----- Text passage

On the fifth of May, Deputy Coroner George Percival, in charge of the Shrivell-Marsh murder inquest, received a strange letter signed by one "William H. Murray". The handwritten piece subtly pointed to a Dr. Walter Harper of St. Thomas Hospital as being the killer of the two prostitutes on Stamford Street. At the same time, Dr. Joseph Harper of Barnstaple opened his mail to find a letter from this Murray accusing his son, Walter, of the same double murder. The author of the letter promised that for £156 he would destroy the evidence he had that conclusively linked Walter to the deaths.

The Harpers, a father and son team of surgeons who had an impeccable reputation as two of London's finest, hurriedly notified the police of the crackpot threat. The police, not in the least regarding the seriousness of both Murray letters, informed the accused Harpers not to worry, but to please notify them if the attempts at extortion continued.

Scotland Yard began wondering if this Murray might not be the same blackmailer who, under the pseudonym "A. O'Brien, detective," had written coroner Percival in October, accusing a popular Member of Parliament as the slayer of Ellen Donworth. Then, as now, the accused, Frederick Smith, also received a letter demanding a sum of money (£3,000) to stop him from taking his information to the Metropolitan Police.

Further investigation revealed that a phantom, "M. Malone," had tried, through the same form of arm-bending communication, to rouse £2,500 from two different people whom he defamed as the murderers of Martha Clover: a Dr. William Broadbent from Portland Square who practiced at St. Mary's Hospital, and a high-focus aristocrat, Lord Russell.

The only confusion the police felt was: Martha Clover wasn't murdered.

Or was she?

Because the handwriting and the tone of all the letters was curiously similar; the Yard, in re-examining them, strongly believed that they had been written by the same man. That being so, why would "M. Malone" regard Clover's death as anything but natural?

Unless...he knew better.

----------

#### [What you are asked to do]
Pick up the account of the extortion letters to Percival, the Harpers, Smith, Broadbent and Russell after its final line, "Unless...he knew better."

----- Recorded information

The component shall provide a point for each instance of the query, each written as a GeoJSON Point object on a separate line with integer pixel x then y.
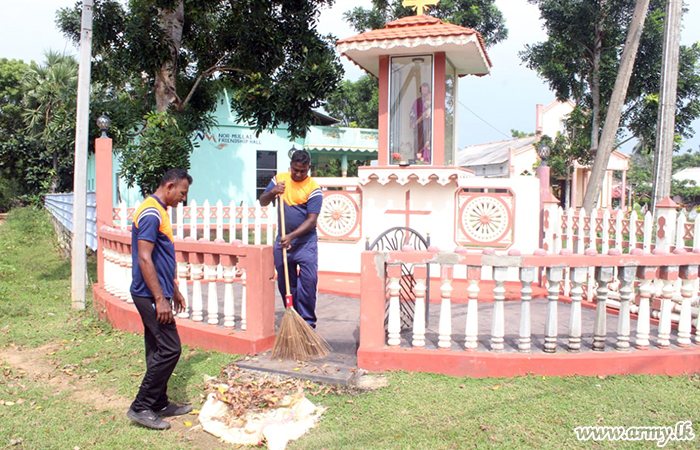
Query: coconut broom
{"type": "Point", "coordinates": [295, 338]}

----------

#### [Exercise answer]
Strange Tales

"Just are the ways of God,

And justifiable to men."

                                                     -- John Milton

With the murder of Alice Marsh and Emma Shrivell, the Metropolitan Police Force, assisted by Scotland Yard, resurged their hunt for the Lambeth Mystery poisoner. They studied chemists' records-of-sale for names of known criminals who may have purchased poisons before and during the target period; they ransacked lodgings of degenerates with a homicidal past, chiefly those with a record of drug-taking or woman-bashing.

In the Caledonia Road apartment of William Slater, a known thug with a gnarled face and a violent record, constables found nux vomica and morphine; Slater was promptly arrested. Investigators failed to connect him with either the Donworth or Marsh/Shrivell murders but, ironically, tied him to another killing, that of a girlfriend who jilted him, one Annie Bowden.

When suspects failed to surface in London, Scotland Yard entertained another thought. Because the murders occurred six months apart - October, 1891, and April, 1892 - the general belief at the Yard was that the murderer was a sailing man who killed between ports of call - perhaps a crew member of a cargo ship that carried medicinal drugs and apparatus to and from the British Isle.

Dr. Cream probably would have gone on unsuspected had it not been for his own self-trumpeting. Studies of serial killers since that time have led to the hypothesis that many of them commit mistakes inwardly hoping to get caught. Valid or nay, Cream certainly proved to be the master of his own fate.

He had befriended a burly, good-natured former detective from New York, John Haynes, who lived over and hung about Armstead's Photographic Studio at 129 Westminster Bridge Road, where he had a profile taken in April, 1892. The talk of the town at the time was the Stamford Street murders, which had occurred only a few nights previously, and Haynes and Cream (under the pseudonym Neill) sparked dialogue on the subject. Haynes, because of his profession, had an interest in crime and had been following the strychnine murders closely, or so he thought, for he found his new friend Dr. Neill's knowledge of the subject extraordinary to his own. Over supper, the men compared notes and Haynes was very surprised to hear Cream mention details of the murders - and even the names of two victims  -- that he'd never read. Of the latter, they were a Matilda Clover and Lou Harvey.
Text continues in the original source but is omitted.